▶ _TASK BRIEF_
All the records below must be returned exactly as they stand.
※
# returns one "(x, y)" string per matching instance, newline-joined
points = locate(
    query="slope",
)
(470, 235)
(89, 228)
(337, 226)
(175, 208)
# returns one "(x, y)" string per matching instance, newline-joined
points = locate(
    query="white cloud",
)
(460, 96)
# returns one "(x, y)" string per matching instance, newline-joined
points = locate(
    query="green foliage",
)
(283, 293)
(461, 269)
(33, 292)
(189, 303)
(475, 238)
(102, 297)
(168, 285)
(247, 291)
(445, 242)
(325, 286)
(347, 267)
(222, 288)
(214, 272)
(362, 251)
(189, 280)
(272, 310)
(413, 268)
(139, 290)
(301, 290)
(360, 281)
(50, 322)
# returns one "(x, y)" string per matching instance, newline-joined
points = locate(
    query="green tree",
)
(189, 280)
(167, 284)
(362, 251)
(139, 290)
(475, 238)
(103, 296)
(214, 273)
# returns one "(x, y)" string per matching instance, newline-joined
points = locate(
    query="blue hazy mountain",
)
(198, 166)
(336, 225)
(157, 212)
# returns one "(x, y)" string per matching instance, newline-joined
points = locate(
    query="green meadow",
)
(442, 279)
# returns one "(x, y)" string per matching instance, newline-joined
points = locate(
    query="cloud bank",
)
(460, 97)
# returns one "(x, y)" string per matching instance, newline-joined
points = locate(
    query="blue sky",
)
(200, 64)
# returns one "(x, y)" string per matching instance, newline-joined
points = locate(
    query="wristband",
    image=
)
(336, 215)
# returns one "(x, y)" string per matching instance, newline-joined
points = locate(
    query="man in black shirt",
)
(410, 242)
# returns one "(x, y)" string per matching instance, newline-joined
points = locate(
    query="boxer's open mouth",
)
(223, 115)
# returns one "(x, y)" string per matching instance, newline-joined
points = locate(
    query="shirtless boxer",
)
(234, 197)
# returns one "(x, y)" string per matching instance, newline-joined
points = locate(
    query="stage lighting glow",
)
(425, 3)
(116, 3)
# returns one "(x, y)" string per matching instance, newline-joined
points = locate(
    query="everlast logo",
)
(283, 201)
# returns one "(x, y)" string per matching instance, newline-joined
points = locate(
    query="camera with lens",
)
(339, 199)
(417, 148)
※
▶ _SOLUTION TO THIS EXERCISE_
# returns one "(x, y)" string per matching instance, newline-joined
points = locate(
    query="slope",
)
(470, 235)
(89, 228)
(337, 226)
(175, 208)
# returns one "(x, y)" string per matching instance, newline-joined
points = locate(
    query="white cloud",
)
(460, 96)
# returns one "(x, y)" string per matching instance, newline-joined
points = locate(
    query="green foliage",
)
(283, 293)
(461, 269)
(33, 292)
(189, 303)
(475, 238)
(102, 297)
(168, 285)
(247, 291)
(445, 242)
(325, 286)
(347, 267)
(222, 288)
(214, 272)
(362, 251)
(189, 280)
(272, 310)
(413, 268)
(139, 290)
(301, 290)
(360, 281)
(50, 322)
# returns one "(x, y)" string per matching instance, newline-joined
points = locate(
    query="green tree",
)
(189, 280)
(167, 284)
(362, 251)
(139, 290)
(475, 238)
(103, 296)
(214, 273)
# returns one "(x, y)" string per matching instance, newline-joined
points = locate(
    query="blue hazy mountain",
)
(198, 166)
(336, 225)
(157, 212)
# returns one "(x, y)" string per matching instance, newline-joined
points = locate(
    query="green meadow",
)
(442, 279)
# returns one "(x, y)" string per matching instance, newline-joined
points = locate(
    query="cloud bank",
)
(460, 97)
# returns one "(x, y)" string per matching instance, newline-joined
points = locate(
    query="blue sky",
)
(200, 64)
# returns one "(x, y)" string per matching instance, newline-joined
points = locate(
    query="wristband",
    image=
)
(336, 215)
# returns one "(x, y)" string per matching instance, newline-joined
points = locate(
    query="man in black shirt",
)
(410, 242)
# returns one "(x, y)" string per matching instance, newline-joined
points = locate(
    query="boxer's open mouth",
)
(223, 115)
# returns one "(x, y)" string per matching instance, newline-joined
points = locate(
    query="shirtless boxer",
)
(234, 197)
# returns one "(x, y)" string per matching instance, newline-joined
points = locate(
    query="stage lighting glow",
)
(425, 3)
(116, 3)
# returns one "(x, y)" string per matching instance, newline-joined
points = locate(
    query="everlast logo",
)
(283, 201)
# returns one "(x, y)" string per matching instance, newline-joined
points = locate(
    query="camera with lens",
)
(339, 199)
(417, 148)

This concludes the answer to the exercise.